[Exercise requirements]: Using the entries below, return word for word the lines from the one containing "of the washer" up to and including the last.

[Input records]:

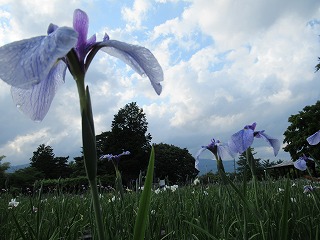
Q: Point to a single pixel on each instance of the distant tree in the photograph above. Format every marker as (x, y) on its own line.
(77, 167)
(3, 167)
(44, 160)
(62, 167)
(101, 142)
(266, 163)
(128, 133)
(174, 163)
(302, 125)
(25, 178)
(244, 168)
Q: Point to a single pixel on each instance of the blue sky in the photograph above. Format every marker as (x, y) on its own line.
(226, 64)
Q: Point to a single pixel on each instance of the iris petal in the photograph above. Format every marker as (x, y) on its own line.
(274, 143)
(35, 102)
(300, 164)
(25, 63)
(314, 139)
(138, 58)
(241, 140)
(198, 157)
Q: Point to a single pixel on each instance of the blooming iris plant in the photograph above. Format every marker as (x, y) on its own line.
(36, 67)
(219, 150)
(13, 203)
(243, 139)
(301, 163)
(314, 139)
(114, 158)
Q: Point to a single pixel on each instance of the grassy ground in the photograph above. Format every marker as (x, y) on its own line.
(273, 210)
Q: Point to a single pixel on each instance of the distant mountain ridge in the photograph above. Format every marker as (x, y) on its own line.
(12, 169)
(205, 166)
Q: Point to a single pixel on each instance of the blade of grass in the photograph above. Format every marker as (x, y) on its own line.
(200, 229)
(144, 204)
(284, 224)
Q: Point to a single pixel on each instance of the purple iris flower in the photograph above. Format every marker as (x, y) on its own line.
(114, 158)
(314, 139)
(301, 163)
(243, 139)
(219, 150)
(36, 67)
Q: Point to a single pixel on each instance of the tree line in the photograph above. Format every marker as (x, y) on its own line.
(129, 132)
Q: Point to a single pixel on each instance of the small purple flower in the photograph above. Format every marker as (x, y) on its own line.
(301, 163)
(308, 189)
(314, 139)
(218, 149)
(115, 158)
(36, 67)
(243, 139)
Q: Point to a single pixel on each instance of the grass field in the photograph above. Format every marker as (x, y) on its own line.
(273, 210)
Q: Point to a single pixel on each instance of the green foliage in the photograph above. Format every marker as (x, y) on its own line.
(43, 160)
(25, 178)
(128, 133)
(214, 210)
(302, 125)
(174, 163)
(244, 167)
(3, 167)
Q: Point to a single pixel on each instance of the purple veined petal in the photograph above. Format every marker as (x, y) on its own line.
(224, 150)
(241, 140)
(51, 28)
(138, 58)
(35, 102)
(25, 63)
(124, 153)
(273, 142)
(300, 164)
(314, 139)
(81, 25)
(107, 156)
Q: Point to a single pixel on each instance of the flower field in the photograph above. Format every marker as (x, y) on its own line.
(280, 210)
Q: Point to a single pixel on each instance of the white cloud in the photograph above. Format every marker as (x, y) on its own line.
(135, 15)
(224, 68)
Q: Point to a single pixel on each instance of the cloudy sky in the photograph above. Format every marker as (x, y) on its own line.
(226, 64)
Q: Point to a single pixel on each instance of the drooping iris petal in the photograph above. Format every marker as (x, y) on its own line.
(219, 149)
(314, 139)
(198, 157)
(138, 58)
(26, 63)
(273, 142)
(35, 102)
(224, 150)
(81, 25)
(241, 141)
(300, 164)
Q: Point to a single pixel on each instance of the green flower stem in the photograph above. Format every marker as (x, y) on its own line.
(88, 136)
(220, 168)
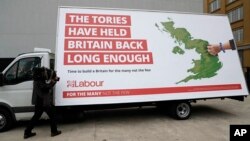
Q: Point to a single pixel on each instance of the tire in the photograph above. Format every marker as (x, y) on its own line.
(6, 121)
(181, 110)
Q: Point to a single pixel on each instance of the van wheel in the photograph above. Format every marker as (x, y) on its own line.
(5, 120)
(181, 110)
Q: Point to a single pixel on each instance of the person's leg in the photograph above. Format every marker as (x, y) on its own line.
(53, 125)
(32, 122)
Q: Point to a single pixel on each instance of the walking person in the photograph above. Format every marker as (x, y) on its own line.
(42, 99)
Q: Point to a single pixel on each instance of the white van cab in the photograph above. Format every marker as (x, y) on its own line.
(16, 86)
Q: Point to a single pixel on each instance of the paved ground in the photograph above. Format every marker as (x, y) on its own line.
(209, 121)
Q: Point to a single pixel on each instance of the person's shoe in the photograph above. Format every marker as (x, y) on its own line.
(28, 135)
(55, 133)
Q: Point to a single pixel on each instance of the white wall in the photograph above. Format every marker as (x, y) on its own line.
(25, 24)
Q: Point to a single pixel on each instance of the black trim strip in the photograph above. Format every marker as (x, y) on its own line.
(23, 109)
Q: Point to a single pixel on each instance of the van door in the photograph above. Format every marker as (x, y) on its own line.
(18, 84)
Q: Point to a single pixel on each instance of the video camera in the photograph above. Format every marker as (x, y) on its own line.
(42, 73)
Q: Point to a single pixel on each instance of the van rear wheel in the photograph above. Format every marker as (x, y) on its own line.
(5, 120)
(181, 110)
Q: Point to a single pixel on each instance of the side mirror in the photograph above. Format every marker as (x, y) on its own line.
(1, 79)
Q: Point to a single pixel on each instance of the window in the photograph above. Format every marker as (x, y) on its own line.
(238, 35)
(214, 5)
(235, 15)
(21, 70)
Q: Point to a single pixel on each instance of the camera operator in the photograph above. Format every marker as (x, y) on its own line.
(42, 98)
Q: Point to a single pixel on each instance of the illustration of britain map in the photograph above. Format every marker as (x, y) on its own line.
(204, 67)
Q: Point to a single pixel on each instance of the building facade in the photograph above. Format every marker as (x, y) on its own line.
(238, 12)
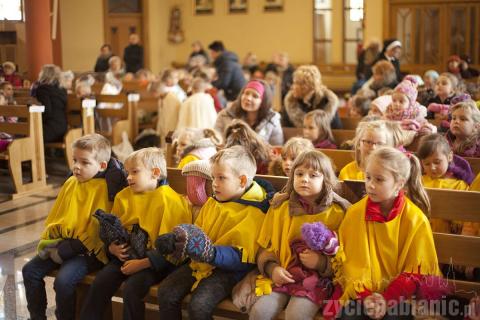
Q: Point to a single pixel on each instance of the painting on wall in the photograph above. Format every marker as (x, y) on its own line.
(203, 6)
(273, 5)
(237, 6)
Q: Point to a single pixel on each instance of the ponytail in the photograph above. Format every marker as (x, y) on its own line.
(415, 188)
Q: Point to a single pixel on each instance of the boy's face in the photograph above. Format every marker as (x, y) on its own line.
(226, 184)
(139, 178)
(85, 166)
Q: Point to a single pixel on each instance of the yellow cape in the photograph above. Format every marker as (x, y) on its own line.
(71, 215)
(157, 211)
(231, 224)
(372, 254)
(351, 172)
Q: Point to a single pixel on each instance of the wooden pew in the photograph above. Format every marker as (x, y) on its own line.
(26, 147)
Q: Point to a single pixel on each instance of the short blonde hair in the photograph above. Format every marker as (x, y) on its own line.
(95, 143)
(239, 160)
(296, 145)
(151, 158)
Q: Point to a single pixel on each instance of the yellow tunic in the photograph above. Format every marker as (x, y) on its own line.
(71, 215)
(372, 254)
(187, 159)
(157, 211)
(231, 224)
(351, 172)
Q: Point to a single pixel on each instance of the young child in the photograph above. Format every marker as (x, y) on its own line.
(151, 206)
(227, 229)
(70, 241)
(240, 133)
(309, 197)
(198, 111)
(464, 133)
(290, 151)
(316, 128)
(386, 244)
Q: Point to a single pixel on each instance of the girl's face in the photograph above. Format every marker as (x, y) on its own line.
(307, 183)
(380, 184)
(400, 102)
(436, 165)
(310, 129)
(462, 124)
(251, 100)
(443, 87)
(371, 139)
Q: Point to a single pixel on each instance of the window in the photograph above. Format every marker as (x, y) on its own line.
(11, 10)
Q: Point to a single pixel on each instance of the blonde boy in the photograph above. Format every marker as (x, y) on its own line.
(151, 205)
(70, 240)
(222, 243)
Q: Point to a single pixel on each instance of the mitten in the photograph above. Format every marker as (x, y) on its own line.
(319, 238)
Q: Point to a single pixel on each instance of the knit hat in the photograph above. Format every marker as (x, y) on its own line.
(319, 238)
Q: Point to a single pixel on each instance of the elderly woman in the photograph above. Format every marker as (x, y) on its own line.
(306, 94)
(49, 93)
(254, 106)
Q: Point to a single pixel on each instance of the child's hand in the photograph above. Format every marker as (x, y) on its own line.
(310, 258)
(133, 266)
(375, 306)
(281, 276)
(119, 250)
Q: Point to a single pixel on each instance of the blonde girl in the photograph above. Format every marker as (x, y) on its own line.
(464, 133)
(307, 198)
(316, 128)
(386, 243)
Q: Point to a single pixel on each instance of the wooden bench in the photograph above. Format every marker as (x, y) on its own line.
(446, 204)
(26, 147)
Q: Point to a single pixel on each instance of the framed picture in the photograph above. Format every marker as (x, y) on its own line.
(237, 6)
(273, 5)
(203, 6)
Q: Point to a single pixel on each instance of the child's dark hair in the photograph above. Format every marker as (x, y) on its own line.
(240, 133)
(432, 143)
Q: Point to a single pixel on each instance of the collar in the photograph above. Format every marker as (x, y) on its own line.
(374, 213)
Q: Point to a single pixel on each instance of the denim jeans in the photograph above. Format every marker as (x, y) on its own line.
(71, 272)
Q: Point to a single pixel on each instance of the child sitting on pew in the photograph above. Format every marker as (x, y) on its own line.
(286, 259)
(464, 133)
(387, 250)
(316, 128)
(148, 205)
(281, 165)
(70, 241)
(225, 232)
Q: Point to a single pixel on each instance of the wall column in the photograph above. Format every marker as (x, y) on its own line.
(38, 36)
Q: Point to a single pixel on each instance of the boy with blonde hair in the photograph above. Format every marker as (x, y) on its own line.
(70, 240)
(147, 206)
(222, 244)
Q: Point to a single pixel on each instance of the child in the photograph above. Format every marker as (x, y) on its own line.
(152, 206)
(464, 133)
(386, 244)
(70, 241)
(198, 111)
(369, 136)
(290, 151)
(316, 128)
(227, 229)
(240, 133)
(308, 198)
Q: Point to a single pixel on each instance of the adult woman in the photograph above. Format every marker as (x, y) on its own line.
(306, 94)
(254, 106)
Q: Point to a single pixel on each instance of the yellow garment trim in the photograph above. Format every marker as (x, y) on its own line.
(372, 254)
(187, 159)
(351, 172)
(71, 215)
(157, 211)
(231, 224)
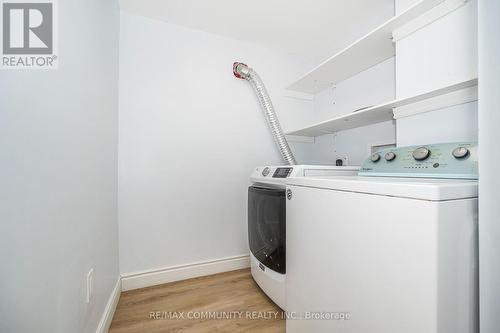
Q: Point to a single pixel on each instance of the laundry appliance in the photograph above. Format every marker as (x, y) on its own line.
(267, 222)
(391, 250)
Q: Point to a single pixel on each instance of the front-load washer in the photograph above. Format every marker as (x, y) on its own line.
(391, 250)
(267, 222)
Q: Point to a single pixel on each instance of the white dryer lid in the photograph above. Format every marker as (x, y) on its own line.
(414, 188)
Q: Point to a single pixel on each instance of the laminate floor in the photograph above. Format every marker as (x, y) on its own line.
(226, 302)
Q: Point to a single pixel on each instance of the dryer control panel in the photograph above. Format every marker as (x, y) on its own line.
(445, 160)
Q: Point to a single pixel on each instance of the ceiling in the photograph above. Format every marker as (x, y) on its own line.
(312, 29)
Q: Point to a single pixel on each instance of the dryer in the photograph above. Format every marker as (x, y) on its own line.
(391, 250)
(267, 222)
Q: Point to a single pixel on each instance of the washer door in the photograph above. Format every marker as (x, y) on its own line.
(267, 226)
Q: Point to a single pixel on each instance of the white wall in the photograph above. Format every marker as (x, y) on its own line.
(489, 182)
(190, 134)
(370, 87)
(58, 178)
(441, 53)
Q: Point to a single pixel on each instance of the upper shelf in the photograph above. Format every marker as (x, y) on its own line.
(375, 114)
(364, 53)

[Task answer]:
Q: Point to a single pixel on each instance of the washer door in the photograph above. Format every marker as (x, y) on its own line.
(267, 226)
Q: Point to a single pixel on each instance of the white wall in the photograph above. Format every marker as (x, y) on its own line.
(489, 182)
(190, 134)
(370, 87)
(58, 178)
(441, 53)
Q: Point to a single pixel on each instance of the upper shelf in the photograph above. Format every marker as (x, y) on its own line.
(375, 114)
(364, 53)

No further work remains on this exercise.